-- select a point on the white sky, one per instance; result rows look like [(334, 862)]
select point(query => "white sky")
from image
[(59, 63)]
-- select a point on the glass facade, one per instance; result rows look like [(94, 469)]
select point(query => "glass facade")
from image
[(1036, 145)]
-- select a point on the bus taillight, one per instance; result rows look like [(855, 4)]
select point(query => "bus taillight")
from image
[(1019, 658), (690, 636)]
...
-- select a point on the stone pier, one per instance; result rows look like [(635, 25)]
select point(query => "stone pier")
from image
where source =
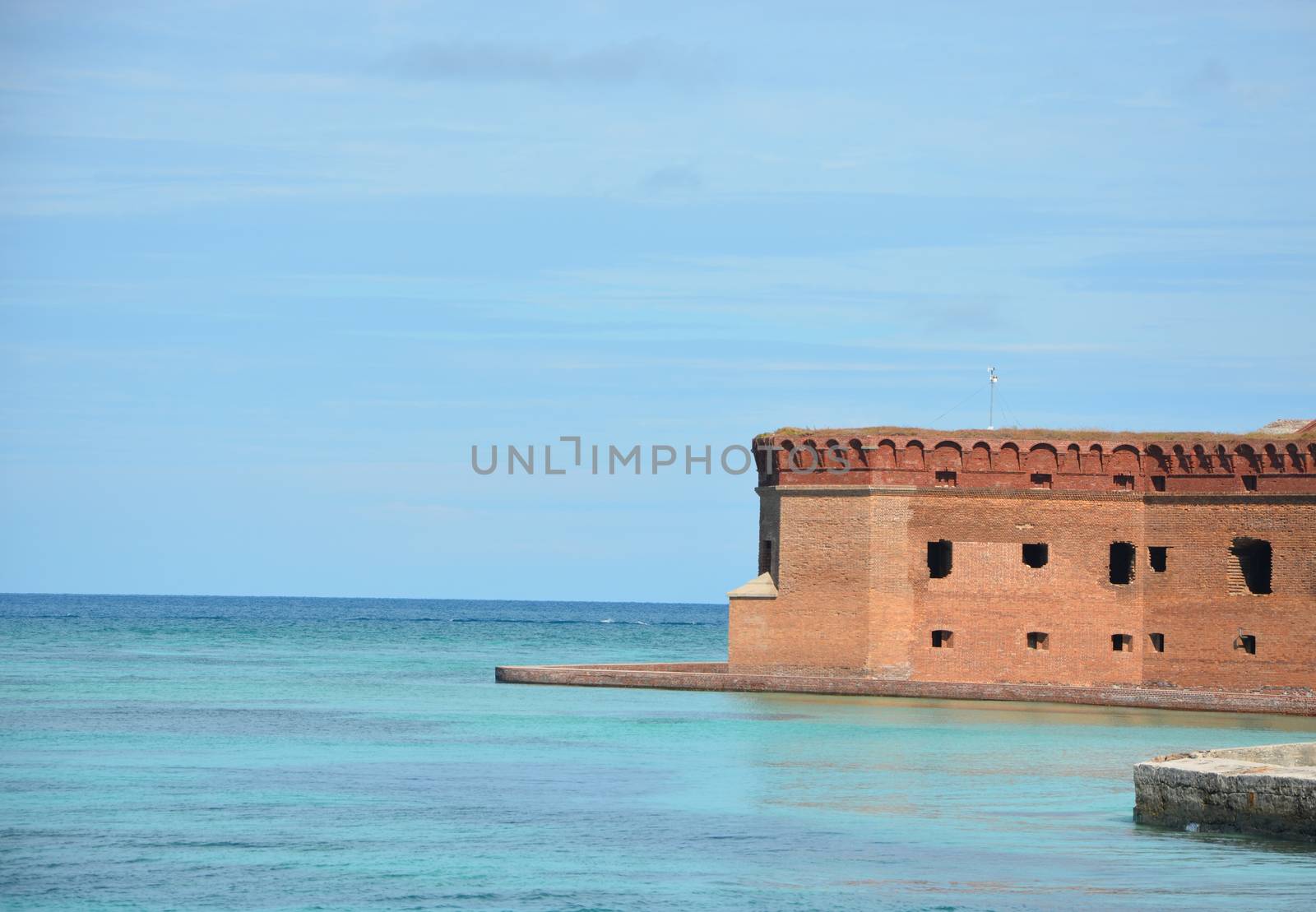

__Stated exercise__
Return the lines of the listing unchanged, starting at the line that contains "-- select a point on the bus" and ending at the line that contains "[(1019, 658), (690, 636)]".

__Worked answer__
-- select a point on the bus taillight, one per instance; result rows look like [(855, 4)]
select point(query => "bus taillight")
from image
[(1019, 658), (690, 636)]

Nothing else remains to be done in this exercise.